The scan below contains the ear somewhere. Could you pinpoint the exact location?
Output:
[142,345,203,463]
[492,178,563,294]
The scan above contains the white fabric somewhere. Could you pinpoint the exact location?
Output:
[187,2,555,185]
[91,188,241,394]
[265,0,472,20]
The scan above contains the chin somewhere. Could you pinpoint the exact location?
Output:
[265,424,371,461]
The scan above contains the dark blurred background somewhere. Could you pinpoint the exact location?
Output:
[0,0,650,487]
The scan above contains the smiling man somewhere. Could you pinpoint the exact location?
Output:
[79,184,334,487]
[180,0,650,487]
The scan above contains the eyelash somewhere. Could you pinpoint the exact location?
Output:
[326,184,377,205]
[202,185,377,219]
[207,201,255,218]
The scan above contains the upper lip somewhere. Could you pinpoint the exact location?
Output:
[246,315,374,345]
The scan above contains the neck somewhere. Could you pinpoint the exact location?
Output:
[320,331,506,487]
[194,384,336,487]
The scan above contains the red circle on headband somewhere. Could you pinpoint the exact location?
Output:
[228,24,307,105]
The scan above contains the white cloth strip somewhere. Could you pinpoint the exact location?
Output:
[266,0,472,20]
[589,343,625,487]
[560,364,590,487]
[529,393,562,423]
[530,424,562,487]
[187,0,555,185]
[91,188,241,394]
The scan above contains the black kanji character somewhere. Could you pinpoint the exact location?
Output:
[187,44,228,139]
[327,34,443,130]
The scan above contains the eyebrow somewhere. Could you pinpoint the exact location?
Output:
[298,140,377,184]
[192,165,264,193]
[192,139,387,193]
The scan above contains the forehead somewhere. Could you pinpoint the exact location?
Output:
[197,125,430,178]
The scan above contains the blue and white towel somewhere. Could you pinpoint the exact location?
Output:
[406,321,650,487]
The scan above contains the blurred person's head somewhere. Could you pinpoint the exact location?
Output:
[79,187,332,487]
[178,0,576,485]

+ + + + + + +

● Task prompt: Rewrite all of the data above as a Markdown table with the columns Row and Line, one numbered row per line, leaving out blank lines.

● Written reply:
| Row | Line |
|---|---|
| 1 | The scan below contains the ear somewhere. Could you pinpoint the exact location? |
| 2 | Output: |
| 3 | [142,345,203,463] |
| 4 | [492,178,563,294] |
| 5 | The scan above contains the white fabric somewhere. Could you pinpoint the exact location? |
| 6 | Output: |
| 7 | [187,2,555,185] |
| 8 | [91,188,241,394] |
| 9 | [265,0,472,20] |
| 10 | The scan above contains the chin somewhere. Could you pinpoint the exact location? |
| 11 | Output: |
| 12 | [265,424,371,461] |
| 13 | The scan above contains the dark blurred background somewhere. Could you pinpoint the exact location? |
| 14 | Output: |
| 15 | [0,0,650,487] |
| 16 | The scan above contains the smiling man somewhere. Could you pinpoint the exact location? |
| 17 | Output: |
| 18 | [79,184,334,487] |
| 19 | [180,0,650,487] |
| 20 | The scan above contains the eyelash somewhere. Could you pinpoint the exact location? |
| 21 | Output: |
| 22 | [326,184,377,205] |
| 23 | [202,185,377,219] |
| 24 | [207,201,255,218] |
| 25 | The scan above contains the upper lip somewhere. Could you pinpoint the exact location? |
| 26 | Output: |
| 27 | [246,315,374,345] |
| 28 | The scan above contains the neck somewhere. Could you pinpoint the exact location? |
| 29 | Output: |
| 30 | [320,331,506,487] |
| 31 | [194,384,336,487] |
| 32 | The scan above contains the red circle on headband somewhere. Could you pinpoint the exact location? |
| 33 | Output: |
| 34 | [228,24,307,105] |
| 35 | The scan above contains the white cloth strip somewhere. Could you pinpoint the exact location? |
| 36 | Output: |
| 37 | [266,0,472,20] |
| 38 | [589,343,625,487] |
| 39 | [560,364,590,487] |
| 40 | [529,393,562,423] |
| 41 | [530,424,562,487] |
| 42 | [187,0,555,185] |
| 43 | [91,188,241,394] |
| 44 | The scan above contains the black kanji character somewhere. Could you pinpoint the exact location? |
| 45 | Output: |
| 46 | [187,44,228,139] |
| 47 | [327,34,443,130] |
| 48 | The scan above contains the eyebrow somewhere. Could you pinpoint the exact location? |
| 49 | Output: |
| 50 | [298,140,377,184] |
| 51 | [192,165,264,193] |
| 52 | [192,139,387,193] |
| 53 | The scan above contains the forehead somewhere. Could you pinpoint the exact location? |
| 54 | Output: |
| 55 | [197,125,430,178] |
| 56 | The scan above contains the blue and white towel somewhere. Could you pinpoint the exact location? |
| 57 | Output: |
| 58 | [406,321,650,487] |
| 59 | The scan above contains the blurred person's head somewhere. Could you pinpoint the exact location? |
| 60 | Output: |
| 61 | [79,187,332,487] |
| 62 | [178,0,576,485] |